Consigne —
D'après le texte sur l'amitié, que Socrate confie-t-il à ses amis les plus intimes lors du récit de sa mort ?

═════ Texte retenu ═════

L'AMITIE, "UN ELIXIR DE VIE"



par Xavier DUFOUR


enseignement du 12 décembre 2007




Pourquoi parler de l’amitié ? Chacun n’en a-t-il pas une expérience assez claire? Ce n’est pas si sûr. Sont-ils nombreux ceux qui, en cas de difficulté, peuvent compter sur un véritable ami ? Ceux qui ont quelqu’un pour partager le meilleur ou le plus intime d’eux-mêmes en toute circonstance ?
D’autre part, pourquoi notre société ne parle-elle jamais de l’amitié alors qu’elle ne cesse de banaliser l’homosexualité ? L’amitié n’est-elle pas devenue le grand tabou d’une époque qui ne cesse d’érotiser toute relation et ne comprend plus la spécificité de l’amitié par rapport à l’amour conjugal ?





I ] L’AMITIE CHEZ LES ANCIENS (Grèce et Bible)

1) Pour les grecs, l’amitié (philia) est « absolument nécessaire à la vie » (Aristote, Ethique à Nicomaque). Elle est la condition indispensable de la recherche du vrai et du bien. Ex : le récit de la mort de Socrate (Platon, Phédon) ; entouré de ses amis les plus intimes, Socrate leur confie ce qu’il porte de meilleur : son espérance en la survie de l’âme.
2) Pour Aristote, « ceux qui s’aiment se veulent mutuellement du bien en tant qu’ils s’aiment »(Ibid). Ils oppose la philia, l’amitié authentique, fondée sur la bienveillance, de ses contrefaçons : l’amitié d’intérêt (complicité) ou l’amitié d’agrément (« copinage », mondanité…même chrétienne) dans lesquelles l’autre n’est aimé que pour des motifs accidentels (qui peuvent passer) et non pour en fonction de son essence profonde, unique. Dans « l’amour d’amitié », l’autre est irremplaçable. Il est aimé pour lui-même.

═════ Matériel fourni ═════

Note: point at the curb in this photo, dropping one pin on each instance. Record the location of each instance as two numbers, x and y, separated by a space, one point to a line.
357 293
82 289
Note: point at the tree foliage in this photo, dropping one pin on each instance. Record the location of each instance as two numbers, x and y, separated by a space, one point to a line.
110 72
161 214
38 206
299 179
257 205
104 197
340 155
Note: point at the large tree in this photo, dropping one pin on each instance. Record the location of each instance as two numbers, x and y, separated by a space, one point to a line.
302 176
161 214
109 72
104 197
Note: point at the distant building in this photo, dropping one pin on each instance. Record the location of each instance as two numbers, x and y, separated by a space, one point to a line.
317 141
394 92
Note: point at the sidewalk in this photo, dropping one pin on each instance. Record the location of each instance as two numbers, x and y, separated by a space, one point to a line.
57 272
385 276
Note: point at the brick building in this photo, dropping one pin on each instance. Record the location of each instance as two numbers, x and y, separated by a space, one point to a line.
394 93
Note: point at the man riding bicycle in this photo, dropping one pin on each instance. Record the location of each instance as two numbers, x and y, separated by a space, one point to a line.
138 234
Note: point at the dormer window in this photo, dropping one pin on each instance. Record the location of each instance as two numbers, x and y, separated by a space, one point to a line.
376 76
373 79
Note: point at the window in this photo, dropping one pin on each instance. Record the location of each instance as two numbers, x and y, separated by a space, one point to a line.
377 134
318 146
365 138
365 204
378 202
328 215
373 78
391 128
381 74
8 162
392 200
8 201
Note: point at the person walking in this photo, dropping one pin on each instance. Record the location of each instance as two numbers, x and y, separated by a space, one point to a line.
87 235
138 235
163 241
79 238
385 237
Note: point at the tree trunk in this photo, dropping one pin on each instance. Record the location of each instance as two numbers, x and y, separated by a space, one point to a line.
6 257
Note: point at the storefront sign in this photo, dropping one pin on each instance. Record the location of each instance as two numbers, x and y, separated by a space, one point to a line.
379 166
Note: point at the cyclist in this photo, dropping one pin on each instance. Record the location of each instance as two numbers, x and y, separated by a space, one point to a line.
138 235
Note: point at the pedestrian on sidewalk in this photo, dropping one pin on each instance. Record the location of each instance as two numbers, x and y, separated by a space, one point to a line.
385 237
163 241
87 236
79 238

═════

Réponse complète —
Il leur confie ce qu'il porte de meilleur : son espérance en la survie de l'âme.